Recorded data

···

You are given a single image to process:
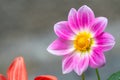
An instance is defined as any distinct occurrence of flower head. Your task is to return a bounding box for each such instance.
[47,5,115,75]
[0,56,57,80]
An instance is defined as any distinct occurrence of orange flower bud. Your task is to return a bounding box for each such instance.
[7,57,28,80]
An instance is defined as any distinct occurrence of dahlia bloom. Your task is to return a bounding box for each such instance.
[0,57,57,80]
[47,5,115,75]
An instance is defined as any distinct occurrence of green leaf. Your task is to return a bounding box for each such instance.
[107,71,120,80]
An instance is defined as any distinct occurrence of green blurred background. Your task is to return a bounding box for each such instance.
[0,0,119,80]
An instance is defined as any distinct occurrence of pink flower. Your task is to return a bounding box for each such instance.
[47,5,115,75]
[0,57,57,80]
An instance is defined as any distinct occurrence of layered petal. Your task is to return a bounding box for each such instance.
[0,74,7,80]
[78,5,95,28]
[62,54,75,74]
[47,38,74,56]
[34,75,57,80]
[54,21,75,40]
[74,53,89,75]
[7,57,28,80]
[96,32,115,51]
[91,17,108,36]
[89,48,106,68]
[68,8,79,33]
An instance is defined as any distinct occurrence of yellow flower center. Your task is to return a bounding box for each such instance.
[74,31,94,52]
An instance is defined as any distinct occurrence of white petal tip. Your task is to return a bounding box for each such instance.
[76,71,83,76]
[62,71,69,74]
[82,5,88,7]
[47,47,50,52]
[98,17,108,22]
[47,47,54,54]
[80,5,90,9]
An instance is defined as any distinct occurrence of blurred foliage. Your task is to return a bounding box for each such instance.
[108,71,120,80]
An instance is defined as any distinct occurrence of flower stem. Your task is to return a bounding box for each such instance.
[81,73,85,80]
[95,69,101,80]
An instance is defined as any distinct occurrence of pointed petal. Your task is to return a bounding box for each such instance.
[78,5,95,28]
[62,54,74,74]
[89,48,106,68]
[68,8,79,33]
[96,32,115,51]
[34,75,57,80]
[0,74,7,80]
[74,53,89,75]
[47,38,74,56]
[7,57,28,80]
[54,21,75,40]
[91,17,108,36]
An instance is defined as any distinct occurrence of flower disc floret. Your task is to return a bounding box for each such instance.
[74,31,94,52]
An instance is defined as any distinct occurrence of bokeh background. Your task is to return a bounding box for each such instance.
[0,0,120,80]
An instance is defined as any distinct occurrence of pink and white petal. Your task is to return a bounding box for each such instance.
[47,38,74,56]
[68,8,79,34]
[91,17,108,36]
[62,54,75,74]
[78,5,95,28]
[96,32,115,51]
[73,53,89,75]
[0,74,7,80]
[54,21,75,40]
[89,48,106,68]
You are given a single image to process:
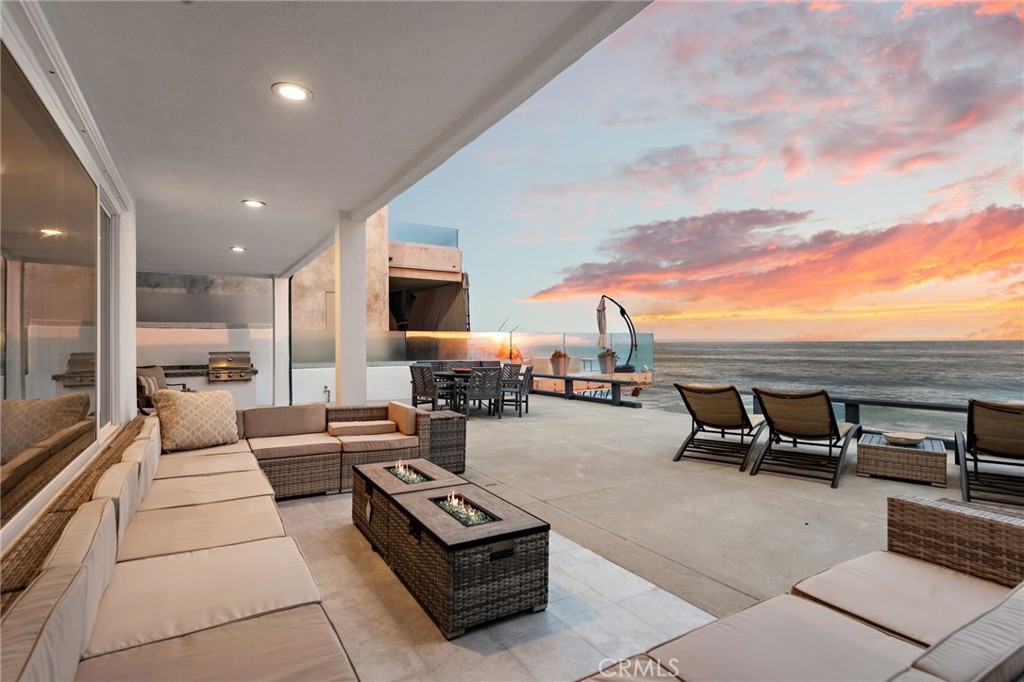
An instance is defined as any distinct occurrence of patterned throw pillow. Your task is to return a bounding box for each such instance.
[1,393,91,464]
[153,390,239,452]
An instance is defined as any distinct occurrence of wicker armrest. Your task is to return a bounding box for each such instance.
[326,406,388,423]
[887,496,1024,587]
[415,411,431,459]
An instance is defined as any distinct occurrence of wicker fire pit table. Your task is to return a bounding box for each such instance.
[386,482,549,639]
[352,458,464,565]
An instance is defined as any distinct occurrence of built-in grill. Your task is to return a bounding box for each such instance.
[52,352,97,387]
[207,351,256,383]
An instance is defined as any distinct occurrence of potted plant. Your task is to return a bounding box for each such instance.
[598,348,618,374]
[550,349,570,375]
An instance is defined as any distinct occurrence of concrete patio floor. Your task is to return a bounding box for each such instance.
[458,395,957,617]
[278,395,964,680]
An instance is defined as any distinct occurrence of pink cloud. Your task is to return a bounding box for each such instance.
[900,1,1024,21]
[528,205,1024,312]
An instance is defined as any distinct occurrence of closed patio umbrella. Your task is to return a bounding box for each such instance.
[597,297,608,350]
[597,295,638,372]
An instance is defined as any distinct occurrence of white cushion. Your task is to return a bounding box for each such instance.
[137,470,274,511]
[154,452,258,479]
[91,462,140,546]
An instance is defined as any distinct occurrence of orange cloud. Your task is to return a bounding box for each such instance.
[900,1,1024,20]
[527,206,1024,323]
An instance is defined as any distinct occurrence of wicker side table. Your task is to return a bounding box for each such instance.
[857,434,948,487]
[428,410,466,473]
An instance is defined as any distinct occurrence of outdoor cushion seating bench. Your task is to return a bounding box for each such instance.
[582,495,1024,682]
[1,415,358,681]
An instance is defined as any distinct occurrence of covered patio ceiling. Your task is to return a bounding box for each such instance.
[38,1,648,278]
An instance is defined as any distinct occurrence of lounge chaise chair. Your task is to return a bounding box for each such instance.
[672,383,766,470]
[749,388,862,488]
[957,399,1024,505]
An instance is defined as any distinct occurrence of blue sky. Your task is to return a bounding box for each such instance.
[392,1,1023,341]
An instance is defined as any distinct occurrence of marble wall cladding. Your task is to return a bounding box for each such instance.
[136,272,272,326]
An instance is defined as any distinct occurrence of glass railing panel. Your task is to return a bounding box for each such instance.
[389,220,459,248]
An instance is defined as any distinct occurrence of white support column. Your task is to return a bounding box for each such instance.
[334,215,367,405]
[116,208,137,423]
[272,277,291,405]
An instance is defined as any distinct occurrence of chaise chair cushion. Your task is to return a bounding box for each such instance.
[337,432,419,453]
[248,433,342,460]
[136,470,274,511]
[647,594,923,682]
[84,537,321,658]
[76,604,357,682]
[327,420,396,437]
[119,496,285,561]
[792,550,1012,647]
[153,389,239,452]
[154,452,259,479]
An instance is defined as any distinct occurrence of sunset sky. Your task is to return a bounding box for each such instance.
[392,0,1024,342]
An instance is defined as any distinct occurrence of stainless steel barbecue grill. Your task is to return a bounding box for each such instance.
[207,351,256,383]
[52,352,97,387]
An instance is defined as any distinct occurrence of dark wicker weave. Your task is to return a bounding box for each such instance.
[887,495,1024,588]
[351,459,464,564]
[259,452,341,499]
[387,493,548,638]
[328,405,431,491]
[1,416,143,615]
[857,434,947,487]
[427,411,466,473]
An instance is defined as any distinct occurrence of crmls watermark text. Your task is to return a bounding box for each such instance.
[598,657,680,677]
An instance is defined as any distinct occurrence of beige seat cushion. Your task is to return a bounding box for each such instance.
[85,537,321,658]
[120,437,161,500]
[912,584,1024,682]
[327,420,396,437]
[40,499,117,656]
[792,550,1012,646]
[137,470,273,511]
[1,565,88,682]
[76,604,356,682]
[388,401,419,435]
[338,432,419,453]
[648,595,922,682]
[91,461,141,545]
[160,440,252,457]
[119,496,284,561]
[154,452,258,479]
[154,389,239,452]
[243,404,326,439]
[134,416,160,446]
[248,433,341,460]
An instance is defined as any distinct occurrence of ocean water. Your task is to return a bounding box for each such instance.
[643,341,1024,437]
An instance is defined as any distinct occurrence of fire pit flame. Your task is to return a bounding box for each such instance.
[438,490,495,526]
[386,460,428,484]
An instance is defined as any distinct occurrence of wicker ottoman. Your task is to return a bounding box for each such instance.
[351,459,464,564]
[427,410,466,473]
[857,434,948,487]
[388,483,549,639]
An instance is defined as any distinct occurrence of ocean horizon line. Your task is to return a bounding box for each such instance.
[653,338,1023,345]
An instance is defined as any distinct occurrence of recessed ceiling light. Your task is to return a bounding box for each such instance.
[272,82,313,101]
[39,228,64,237]
[230,246,247,253]
[241,199,266,208]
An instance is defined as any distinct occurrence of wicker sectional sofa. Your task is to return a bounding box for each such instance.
[1,415,358,681]
[140,401,451,499]
[585,496,1024,682]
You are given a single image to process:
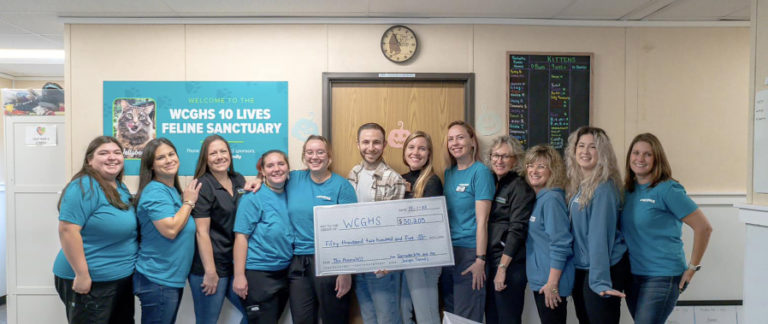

···

Starting with the line that has "An instance is defined as any distinct occurrence of recessed" and ending with the last line of the records, retype every line exactly and only those lines. Do not include the pictures.

• [Written answer]
An instance is defined as any distinct occurrence of recessed ceiling light. Your task is to return a bounding box for each such instance.
[272,82,313,101]
[39,228,64,237]
[230,246,247,253]
[241,199,266,208]
An instance is defined as any distinct occurrence of wicker sectional sofa. Your task is to return a bounding box for each such instance.
[1,415,358,681]
[140,401,451,499]
[585,496,1024,682]
You are given a single image to process:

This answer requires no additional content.